Phrase grounding data
* * * * * * * * *
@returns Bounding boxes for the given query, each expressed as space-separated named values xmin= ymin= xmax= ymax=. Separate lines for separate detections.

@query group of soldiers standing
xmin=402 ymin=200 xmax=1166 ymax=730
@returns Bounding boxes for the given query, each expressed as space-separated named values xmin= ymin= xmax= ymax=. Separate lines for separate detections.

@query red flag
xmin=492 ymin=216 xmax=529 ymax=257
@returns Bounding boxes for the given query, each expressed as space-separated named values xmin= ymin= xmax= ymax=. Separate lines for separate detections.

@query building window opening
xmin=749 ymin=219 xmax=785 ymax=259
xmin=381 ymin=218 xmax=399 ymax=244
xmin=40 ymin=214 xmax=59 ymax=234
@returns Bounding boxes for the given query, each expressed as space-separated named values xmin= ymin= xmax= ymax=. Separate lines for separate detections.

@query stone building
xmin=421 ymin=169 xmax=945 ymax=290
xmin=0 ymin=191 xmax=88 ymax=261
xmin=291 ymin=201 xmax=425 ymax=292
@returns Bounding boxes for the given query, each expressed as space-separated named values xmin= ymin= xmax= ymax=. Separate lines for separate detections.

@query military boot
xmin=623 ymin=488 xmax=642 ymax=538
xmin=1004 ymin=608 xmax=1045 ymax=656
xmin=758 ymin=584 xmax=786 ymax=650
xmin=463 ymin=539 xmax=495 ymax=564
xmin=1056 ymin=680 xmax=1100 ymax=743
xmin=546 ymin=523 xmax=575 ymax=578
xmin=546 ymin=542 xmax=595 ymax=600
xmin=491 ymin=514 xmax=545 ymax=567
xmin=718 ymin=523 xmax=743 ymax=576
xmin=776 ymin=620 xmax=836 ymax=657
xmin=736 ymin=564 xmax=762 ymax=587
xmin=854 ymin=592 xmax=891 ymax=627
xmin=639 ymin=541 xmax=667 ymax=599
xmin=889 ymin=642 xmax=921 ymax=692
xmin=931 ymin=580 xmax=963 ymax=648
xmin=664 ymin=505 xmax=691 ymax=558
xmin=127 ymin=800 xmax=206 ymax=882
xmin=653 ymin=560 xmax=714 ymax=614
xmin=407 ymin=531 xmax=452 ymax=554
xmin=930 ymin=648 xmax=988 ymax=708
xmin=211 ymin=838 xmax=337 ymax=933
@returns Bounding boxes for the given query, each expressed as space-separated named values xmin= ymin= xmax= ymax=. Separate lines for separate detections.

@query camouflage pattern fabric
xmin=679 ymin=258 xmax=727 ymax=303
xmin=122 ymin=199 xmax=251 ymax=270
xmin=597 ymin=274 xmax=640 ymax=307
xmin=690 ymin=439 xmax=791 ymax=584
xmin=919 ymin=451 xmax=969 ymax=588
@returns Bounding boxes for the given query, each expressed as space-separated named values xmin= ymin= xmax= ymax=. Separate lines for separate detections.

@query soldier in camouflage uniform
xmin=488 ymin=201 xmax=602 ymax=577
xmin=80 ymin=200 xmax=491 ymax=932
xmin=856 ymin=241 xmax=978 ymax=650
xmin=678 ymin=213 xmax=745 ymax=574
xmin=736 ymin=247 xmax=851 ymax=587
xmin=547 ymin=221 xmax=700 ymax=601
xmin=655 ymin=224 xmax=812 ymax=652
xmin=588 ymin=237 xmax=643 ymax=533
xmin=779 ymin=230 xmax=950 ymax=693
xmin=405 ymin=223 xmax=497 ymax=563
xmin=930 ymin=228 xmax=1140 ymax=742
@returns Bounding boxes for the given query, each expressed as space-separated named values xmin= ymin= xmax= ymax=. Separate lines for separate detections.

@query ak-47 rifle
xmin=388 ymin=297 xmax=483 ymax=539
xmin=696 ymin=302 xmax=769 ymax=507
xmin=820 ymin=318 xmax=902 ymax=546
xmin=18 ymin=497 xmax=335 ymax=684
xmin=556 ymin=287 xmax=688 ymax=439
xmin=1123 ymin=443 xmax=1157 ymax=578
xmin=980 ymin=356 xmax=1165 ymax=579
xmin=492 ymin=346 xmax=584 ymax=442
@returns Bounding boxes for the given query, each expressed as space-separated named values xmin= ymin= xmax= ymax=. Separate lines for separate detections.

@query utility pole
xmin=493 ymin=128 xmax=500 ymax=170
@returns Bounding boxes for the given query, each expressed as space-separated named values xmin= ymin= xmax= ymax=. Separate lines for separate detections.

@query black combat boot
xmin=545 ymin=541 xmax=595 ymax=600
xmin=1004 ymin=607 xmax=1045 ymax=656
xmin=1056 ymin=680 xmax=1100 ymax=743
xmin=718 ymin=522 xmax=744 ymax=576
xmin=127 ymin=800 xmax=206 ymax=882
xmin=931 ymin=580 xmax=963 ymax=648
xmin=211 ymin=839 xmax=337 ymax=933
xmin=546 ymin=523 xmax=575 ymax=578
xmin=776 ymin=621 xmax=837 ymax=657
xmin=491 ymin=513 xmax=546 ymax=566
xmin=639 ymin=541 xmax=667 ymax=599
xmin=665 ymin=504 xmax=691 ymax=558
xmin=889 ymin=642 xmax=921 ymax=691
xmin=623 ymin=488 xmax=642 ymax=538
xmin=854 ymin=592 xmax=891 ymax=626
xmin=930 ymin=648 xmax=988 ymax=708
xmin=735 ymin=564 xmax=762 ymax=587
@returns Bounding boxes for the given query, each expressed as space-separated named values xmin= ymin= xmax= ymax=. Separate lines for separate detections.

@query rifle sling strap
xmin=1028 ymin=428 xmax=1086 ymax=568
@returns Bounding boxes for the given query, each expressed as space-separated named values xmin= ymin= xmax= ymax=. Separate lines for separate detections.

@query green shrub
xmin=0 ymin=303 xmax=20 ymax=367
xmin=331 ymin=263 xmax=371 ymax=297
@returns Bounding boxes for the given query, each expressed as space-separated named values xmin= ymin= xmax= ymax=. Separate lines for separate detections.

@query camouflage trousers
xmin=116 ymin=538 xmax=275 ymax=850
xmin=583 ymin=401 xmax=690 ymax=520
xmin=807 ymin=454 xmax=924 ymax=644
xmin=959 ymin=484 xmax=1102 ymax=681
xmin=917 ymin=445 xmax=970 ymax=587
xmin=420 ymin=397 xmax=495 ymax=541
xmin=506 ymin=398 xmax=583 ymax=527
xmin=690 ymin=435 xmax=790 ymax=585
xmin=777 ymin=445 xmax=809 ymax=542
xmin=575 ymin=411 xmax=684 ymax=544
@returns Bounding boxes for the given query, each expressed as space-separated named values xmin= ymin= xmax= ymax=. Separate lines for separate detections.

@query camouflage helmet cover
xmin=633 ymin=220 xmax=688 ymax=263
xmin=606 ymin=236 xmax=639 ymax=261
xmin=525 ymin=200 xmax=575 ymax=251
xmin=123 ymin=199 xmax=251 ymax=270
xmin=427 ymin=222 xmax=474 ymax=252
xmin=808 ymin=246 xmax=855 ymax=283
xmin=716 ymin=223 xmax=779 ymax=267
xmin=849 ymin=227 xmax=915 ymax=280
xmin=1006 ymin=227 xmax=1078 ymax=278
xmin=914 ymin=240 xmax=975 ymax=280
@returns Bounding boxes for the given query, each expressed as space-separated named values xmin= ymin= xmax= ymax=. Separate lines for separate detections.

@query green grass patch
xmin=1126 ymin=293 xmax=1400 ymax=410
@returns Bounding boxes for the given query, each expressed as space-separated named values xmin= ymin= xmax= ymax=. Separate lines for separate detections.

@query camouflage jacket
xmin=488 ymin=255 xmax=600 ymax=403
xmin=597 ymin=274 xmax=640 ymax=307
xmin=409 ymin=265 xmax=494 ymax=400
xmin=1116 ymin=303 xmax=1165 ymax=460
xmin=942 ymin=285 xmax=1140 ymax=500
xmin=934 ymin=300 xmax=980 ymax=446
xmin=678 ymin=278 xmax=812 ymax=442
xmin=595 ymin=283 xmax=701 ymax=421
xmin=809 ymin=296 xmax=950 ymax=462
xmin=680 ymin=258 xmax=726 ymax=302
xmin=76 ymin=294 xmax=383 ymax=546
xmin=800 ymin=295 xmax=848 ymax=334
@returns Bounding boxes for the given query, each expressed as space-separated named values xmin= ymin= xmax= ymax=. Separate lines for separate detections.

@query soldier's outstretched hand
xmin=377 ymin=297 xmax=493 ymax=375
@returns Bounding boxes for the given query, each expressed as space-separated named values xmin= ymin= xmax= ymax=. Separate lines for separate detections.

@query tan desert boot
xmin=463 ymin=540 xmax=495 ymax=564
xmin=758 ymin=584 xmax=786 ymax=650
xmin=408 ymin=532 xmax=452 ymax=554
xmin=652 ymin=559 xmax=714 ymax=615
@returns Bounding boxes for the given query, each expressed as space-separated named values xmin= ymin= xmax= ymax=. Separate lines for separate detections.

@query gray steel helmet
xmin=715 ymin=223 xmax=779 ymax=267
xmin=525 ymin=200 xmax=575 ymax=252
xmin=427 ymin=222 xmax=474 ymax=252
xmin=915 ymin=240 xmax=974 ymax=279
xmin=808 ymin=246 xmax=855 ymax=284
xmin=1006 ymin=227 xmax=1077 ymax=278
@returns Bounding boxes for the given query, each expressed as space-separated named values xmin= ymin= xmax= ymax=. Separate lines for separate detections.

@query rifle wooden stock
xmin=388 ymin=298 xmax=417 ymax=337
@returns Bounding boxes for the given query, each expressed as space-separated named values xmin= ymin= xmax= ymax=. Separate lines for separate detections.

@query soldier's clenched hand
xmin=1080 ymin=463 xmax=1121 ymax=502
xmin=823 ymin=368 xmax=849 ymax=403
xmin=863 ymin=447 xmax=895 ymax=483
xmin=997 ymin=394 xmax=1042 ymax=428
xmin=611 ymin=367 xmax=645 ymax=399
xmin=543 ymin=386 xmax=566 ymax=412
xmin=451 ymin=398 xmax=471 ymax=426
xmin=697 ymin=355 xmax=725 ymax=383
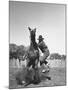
* * * * * * * * *
◆ **What to work on**
What you write must match, line for line, the records from the line containing "gray steel helmet" through the last line, with every picture left out.

◆ **Answer area**
@query gray steel helmet
xmin=715 ymin=223 xmax=779 ymax=267
xmin=525 ymin=200 xmax=575 ymax=252
xmin=427 ymin=222 xmax=474 ymax=252
xmin=915 ymin=240 xmax=974 ymax=279
xmin=808 ymin=246 xmax=855 ymax=284
xmin=1006 ymin=227 xmax=1077 ymax=278
@returns Bounding boxes for the given query, each expressed as space-separated named values xmin= ymin= xmax= ymax=. Separate lines for separate detections.

@query rifle wooden stock
xmin=388 ymin=298 xmax=417 ymax=337
@returns Bounding boxes for the given query, each expressed as space-separated named values xmin= ymin= xmax= ymax=. Separate lines for separate detections.

@query soldier's clenched hand
xmin=1080 ymin=463 xmax=1121 ymax=502
xmin=823 ymin=368 xmax=849 ymax=403
xmin=863 ymin=447 xmax=895 ymax=483
xmin=997 ymin=394 xmax=1042 ymax=428
xmin=611 ymin=367 xmax=645 ymax=399
xmin=543 ymin=386 xmax=566 ymax=412
xmin=451 ymin=398 xmax=471 ymax=426
xmin=697 ymin=355 xmax=725 ymax=383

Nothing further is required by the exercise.